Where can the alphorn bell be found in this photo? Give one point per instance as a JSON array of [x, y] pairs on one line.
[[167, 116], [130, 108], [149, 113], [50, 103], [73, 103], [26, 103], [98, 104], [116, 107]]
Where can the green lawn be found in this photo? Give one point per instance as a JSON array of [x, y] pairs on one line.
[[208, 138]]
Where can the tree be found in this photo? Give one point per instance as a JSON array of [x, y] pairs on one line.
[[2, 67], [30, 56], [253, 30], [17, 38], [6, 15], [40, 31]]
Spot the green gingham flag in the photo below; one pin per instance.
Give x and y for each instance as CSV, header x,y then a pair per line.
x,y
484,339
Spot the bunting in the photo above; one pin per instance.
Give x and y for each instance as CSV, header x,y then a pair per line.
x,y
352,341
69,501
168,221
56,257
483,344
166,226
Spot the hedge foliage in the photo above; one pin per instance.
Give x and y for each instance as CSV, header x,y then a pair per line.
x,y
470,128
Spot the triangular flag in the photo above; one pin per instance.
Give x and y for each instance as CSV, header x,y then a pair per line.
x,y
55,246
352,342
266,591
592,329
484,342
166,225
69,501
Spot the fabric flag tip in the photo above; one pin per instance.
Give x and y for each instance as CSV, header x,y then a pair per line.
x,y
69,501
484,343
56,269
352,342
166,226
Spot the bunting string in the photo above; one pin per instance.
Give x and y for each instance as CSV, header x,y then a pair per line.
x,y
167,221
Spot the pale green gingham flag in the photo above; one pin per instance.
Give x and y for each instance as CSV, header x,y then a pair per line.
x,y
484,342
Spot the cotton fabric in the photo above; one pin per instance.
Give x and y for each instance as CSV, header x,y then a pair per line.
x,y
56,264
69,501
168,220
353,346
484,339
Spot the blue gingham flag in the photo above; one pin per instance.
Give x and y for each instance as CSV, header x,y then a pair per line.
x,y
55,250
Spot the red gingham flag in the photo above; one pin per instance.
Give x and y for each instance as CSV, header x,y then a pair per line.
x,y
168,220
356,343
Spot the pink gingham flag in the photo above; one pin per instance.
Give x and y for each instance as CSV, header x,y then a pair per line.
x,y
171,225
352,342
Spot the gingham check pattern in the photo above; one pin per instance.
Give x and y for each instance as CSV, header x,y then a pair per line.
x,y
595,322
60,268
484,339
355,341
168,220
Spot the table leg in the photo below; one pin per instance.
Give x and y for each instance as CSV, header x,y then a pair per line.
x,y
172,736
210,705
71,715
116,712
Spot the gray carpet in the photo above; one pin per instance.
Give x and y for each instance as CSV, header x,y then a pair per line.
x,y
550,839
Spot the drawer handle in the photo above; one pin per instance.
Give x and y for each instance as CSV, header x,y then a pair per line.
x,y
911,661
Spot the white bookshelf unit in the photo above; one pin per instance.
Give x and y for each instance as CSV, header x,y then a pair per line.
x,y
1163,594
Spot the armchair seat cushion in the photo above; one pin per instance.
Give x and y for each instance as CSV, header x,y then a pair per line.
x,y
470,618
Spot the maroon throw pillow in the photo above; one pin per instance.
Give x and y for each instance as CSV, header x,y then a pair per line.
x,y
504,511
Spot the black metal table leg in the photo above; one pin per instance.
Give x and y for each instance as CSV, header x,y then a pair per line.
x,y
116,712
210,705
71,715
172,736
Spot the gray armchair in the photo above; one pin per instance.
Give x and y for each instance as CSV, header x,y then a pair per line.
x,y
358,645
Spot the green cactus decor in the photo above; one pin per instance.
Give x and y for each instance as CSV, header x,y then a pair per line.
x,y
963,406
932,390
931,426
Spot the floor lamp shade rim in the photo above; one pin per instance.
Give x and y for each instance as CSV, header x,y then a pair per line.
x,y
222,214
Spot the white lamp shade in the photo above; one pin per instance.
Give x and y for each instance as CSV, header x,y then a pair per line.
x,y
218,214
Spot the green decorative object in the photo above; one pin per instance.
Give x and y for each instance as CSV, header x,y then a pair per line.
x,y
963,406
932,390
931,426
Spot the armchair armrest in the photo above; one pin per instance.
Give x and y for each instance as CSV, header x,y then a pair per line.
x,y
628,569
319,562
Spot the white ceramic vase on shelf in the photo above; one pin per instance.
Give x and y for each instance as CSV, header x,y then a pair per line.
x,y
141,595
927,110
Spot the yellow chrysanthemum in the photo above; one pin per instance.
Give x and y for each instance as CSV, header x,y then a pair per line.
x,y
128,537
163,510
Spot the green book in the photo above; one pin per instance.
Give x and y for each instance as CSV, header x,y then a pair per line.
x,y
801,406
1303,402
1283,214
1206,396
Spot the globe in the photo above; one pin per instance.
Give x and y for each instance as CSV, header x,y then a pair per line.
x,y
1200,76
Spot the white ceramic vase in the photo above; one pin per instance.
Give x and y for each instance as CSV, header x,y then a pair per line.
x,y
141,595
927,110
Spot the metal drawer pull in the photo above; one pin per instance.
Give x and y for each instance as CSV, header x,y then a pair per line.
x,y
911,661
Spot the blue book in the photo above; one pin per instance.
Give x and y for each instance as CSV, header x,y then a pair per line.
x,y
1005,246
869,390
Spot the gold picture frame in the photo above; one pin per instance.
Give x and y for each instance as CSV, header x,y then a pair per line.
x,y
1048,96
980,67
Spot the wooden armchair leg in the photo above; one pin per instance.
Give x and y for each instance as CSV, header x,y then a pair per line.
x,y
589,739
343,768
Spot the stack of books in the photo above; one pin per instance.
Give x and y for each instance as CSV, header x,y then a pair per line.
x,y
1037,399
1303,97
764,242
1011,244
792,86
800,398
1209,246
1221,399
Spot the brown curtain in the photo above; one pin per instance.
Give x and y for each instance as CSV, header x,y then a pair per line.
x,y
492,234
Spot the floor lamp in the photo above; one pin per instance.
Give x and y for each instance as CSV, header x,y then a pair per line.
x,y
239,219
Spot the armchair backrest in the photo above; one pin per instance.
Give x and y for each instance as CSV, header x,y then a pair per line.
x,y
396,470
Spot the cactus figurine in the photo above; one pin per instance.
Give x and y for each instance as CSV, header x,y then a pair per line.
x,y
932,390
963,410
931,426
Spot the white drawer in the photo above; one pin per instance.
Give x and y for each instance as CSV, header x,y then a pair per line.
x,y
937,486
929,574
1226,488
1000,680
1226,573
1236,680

Brief
Lines containing the word "gray" must be found in the data above and copied.

Reply to the exercise
Spot the gray carpet in the photo above; one pin per instance.
Spot the gray armchair in the photo above; one pin per instance.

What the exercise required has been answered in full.